OBJECTIVE - Locate each line in the entries below that contains the word "Target" and copy those lines. Case counts.

Dataset records on object locations
● ● ● ●
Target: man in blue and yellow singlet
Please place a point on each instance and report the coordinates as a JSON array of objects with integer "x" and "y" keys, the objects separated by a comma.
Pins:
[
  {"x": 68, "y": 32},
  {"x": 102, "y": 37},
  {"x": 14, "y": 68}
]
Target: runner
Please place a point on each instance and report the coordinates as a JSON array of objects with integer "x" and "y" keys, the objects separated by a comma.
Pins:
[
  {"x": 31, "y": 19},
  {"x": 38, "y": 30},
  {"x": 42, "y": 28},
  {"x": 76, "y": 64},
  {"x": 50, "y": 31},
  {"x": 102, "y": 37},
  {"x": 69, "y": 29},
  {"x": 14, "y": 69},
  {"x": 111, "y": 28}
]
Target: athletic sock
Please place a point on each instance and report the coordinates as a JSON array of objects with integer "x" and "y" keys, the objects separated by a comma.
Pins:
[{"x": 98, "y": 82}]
● ● ● ●
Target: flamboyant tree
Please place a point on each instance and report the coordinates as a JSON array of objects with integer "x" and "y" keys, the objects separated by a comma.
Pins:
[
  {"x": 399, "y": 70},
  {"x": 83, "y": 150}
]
● ● ● ●
OUTPUT FOR THIS EXERCISE -
Target: man in blue and yellow singlet
Target: runner
Target: athletic sock
Target: flamboyant tree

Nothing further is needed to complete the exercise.